According to the news item on the Massachusetts wrongful death ruling, what did the Supreme Judicial Court say must exist at the time of a person's death for a wrongful death claim to be possible?

(PASSAGE begins)

July 2023: News

A Significant Change in Wrongful Death Law in Massachusetts

In July of 2023, in Fabiano v. Philip Morris USA Inc., 492 Mass. 361 (2023), the Supreme Judicial Court (“SJC”) held that, despite the three-year statute of limitations for wrongful death claims under Massachusetts law, such claims can expire even prior to the decedent’s death. Before the person died, a potential wrongful death claim may be extinguished if the person did not pursue a personal injury claim for the injury that resulted in death and the personal injury limitations period expired. This far-reaching decision will have an impact not only on the practice of personal injury and wrongful death law, but also on the decision-making of families who have loved ones suffering from injuries that could lead to death.

Under the Fabiano decision, if the limitations period for a personal injury suit expired prior to the decedent’s death, and those same injuries caused the death, the representative of the decedent’s estate cannot bring a wrongful death action. The SJC held that the applicable statutory provisions require that, for there to be a wrongful death claim, the person who was injured must have had a viable personal injury claim at the time of their death. If the personal injury statute of limitations had already expired, then there was no viable personal injury claim, and no wrongful death claim can be brought. If there was a viable claim at the time of death, then the three-year limitations period for wrongful death claims is applicable, commencing at the time of the death.

The Fabiano case addressed two Superior Court decisions involving lung cancer. The claims were against tobacco companies for lung cancer and death caused by their cigarettes. Although both cases were brought within the three-year periods after death, when the decedents were alive, they did not bring personal injury claims against the tobacco companies within three years of their lung cancer diagnoses; in fact, they did not bring claims at all. Since the personal injury limitations had expired at the times of their deaths, their representatives could not bring wrongful death cases associated with their deaths from lung cancer.

The result of Fabiano is that families will have to address these legal decisions while their loved ones are dying, or else run the risk of losing the right to bring the wrongful death cases. Legal practitioners must also take Fabiano very seriously, as it has created a new deadline for filing suit. Since the SJC’s decision was based extensively on statutory construction, there is one clear solution: seek legislative change. The various bar and other legal associations, political organizations and others should consider proposing and lobbying for such changes. The SJC did not conclude that this rule was irreversible, it simply held that the current statutory framework required its conclusion.

(PASSAGE ends)
(SOURCE DATA begins)

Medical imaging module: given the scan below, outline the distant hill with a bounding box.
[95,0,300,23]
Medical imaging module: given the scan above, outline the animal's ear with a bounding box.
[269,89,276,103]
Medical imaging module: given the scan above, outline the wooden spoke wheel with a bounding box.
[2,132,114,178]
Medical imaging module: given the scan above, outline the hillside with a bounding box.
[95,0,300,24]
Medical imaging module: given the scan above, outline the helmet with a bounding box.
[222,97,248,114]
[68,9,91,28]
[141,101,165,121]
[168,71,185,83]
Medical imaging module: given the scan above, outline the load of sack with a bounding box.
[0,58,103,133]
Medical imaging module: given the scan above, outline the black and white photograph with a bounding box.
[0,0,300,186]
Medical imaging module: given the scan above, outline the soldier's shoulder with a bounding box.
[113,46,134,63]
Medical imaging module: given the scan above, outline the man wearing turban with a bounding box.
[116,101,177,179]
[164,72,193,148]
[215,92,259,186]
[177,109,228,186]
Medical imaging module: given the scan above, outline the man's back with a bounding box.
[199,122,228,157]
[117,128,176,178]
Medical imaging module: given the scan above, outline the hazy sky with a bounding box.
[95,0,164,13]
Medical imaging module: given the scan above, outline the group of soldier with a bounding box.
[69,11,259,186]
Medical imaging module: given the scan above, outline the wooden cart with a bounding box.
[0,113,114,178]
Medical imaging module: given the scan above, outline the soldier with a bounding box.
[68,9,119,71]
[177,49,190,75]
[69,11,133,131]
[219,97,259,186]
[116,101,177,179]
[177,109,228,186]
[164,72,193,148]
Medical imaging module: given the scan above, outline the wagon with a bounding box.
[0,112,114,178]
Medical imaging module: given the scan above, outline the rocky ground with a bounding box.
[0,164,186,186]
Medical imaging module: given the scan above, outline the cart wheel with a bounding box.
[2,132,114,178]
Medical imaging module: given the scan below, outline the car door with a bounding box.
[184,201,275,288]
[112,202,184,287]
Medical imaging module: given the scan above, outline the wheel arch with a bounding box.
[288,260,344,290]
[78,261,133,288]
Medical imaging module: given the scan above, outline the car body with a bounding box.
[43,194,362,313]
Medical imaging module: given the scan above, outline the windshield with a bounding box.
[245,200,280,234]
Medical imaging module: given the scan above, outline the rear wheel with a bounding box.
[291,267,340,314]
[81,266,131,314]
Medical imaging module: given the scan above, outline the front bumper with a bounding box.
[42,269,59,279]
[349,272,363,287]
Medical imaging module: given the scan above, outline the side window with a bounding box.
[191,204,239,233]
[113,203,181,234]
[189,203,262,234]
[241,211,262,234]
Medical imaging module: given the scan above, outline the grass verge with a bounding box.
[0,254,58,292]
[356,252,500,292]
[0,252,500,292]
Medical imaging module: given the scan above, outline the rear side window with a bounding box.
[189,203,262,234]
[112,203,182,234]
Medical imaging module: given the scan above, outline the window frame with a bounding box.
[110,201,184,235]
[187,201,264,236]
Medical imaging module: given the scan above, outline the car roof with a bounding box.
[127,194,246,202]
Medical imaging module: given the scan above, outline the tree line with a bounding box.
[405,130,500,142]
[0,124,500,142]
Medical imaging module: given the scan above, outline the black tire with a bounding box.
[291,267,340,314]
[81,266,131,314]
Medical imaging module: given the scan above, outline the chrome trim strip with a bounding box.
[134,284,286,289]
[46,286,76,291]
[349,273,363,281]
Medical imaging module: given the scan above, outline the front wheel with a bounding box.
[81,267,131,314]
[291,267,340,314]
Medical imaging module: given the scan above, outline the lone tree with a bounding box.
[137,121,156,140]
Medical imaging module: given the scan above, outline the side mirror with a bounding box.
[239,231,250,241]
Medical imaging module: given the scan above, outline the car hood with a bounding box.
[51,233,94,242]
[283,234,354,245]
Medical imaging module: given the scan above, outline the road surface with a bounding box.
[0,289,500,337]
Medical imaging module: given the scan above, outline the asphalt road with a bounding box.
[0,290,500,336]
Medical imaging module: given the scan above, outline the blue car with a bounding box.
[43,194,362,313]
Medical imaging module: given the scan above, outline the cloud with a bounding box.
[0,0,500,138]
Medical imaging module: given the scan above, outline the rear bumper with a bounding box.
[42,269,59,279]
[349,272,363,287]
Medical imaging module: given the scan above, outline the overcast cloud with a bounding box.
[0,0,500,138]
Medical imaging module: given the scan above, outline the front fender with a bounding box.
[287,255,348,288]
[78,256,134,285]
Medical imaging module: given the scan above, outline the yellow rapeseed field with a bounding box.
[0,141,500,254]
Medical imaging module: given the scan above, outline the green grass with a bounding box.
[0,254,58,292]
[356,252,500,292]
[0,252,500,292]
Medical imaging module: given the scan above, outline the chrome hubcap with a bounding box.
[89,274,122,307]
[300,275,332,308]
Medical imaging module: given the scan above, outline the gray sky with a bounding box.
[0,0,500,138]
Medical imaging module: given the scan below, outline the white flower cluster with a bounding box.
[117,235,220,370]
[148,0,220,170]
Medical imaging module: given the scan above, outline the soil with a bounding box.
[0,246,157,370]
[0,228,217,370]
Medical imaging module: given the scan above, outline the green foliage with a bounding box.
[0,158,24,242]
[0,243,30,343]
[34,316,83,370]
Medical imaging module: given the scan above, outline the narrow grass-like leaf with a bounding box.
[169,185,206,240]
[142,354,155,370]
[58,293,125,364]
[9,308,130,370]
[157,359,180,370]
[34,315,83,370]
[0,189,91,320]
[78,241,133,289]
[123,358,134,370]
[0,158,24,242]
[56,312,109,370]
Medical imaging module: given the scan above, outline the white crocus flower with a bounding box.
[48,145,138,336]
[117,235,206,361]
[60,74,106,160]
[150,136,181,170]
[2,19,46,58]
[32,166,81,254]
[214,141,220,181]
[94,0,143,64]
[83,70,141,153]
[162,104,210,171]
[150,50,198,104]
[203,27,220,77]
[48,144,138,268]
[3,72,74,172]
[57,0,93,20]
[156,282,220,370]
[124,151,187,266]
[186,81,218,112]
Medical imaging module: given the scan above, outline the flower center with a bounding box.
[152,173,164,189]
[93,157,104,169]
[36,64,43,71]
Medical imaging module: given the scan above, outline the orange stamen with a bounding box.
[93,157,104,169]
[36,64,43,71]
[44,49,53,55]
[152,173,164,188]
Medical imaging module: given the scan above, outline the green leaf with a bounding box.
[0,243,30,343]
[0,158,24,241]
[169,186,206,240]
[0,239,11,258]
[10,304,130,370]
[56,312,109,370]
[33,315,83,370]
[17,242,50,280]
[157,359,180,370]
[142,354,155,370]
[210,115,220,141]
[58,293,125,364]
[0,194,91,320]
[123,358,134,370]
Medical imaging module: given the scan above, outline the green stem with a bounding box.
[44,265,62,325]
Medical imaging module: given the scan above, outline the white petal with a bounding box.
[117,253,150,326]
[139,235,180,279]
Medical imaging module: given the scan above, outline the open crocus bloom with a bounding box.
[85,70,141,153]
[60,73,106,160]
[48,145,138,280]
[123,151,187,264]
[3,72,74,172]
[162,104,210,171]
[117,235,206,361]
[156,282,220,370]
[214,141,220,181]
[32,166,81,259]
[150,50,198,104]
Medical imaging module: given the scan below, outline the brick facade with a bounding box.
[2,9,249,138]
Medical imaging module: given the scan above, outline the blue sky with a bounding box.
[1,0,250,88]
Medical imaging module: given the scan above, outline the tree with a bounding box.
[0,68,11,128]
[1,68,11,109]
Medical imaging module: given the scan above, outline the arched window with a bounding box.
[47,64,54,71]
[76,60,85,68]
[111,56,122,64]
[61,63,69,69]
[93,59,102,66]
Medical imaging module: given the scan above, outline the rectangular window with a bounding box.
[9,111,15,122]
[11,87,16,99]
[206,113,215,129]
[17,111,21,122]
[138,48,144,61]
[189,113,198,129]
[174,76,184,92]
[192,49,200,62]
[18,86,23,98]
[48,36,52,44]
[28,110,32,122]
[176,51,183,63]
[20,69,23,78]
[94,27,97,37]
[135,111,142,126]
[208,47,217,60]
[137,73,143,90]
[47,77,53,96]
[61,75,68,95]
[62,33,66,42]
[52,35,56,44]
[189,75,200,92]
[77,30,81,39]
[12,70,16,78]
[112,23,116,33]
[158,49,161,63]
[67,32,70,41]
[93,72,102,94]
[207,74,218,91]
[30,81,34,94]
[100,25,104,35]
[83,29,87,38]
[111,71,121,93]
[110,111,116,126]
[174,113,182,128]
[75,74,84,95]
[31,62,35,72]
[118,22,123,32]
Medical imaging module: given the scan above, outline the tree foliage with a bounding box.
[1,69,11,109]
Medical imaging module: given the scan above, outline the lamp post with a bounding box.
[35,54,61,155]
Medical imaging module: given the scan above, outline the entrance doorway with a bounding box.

(SOURCE DATA ends)

**FINISHED TASK**
The injured person must have had a viable personal injury claim at the time of their death.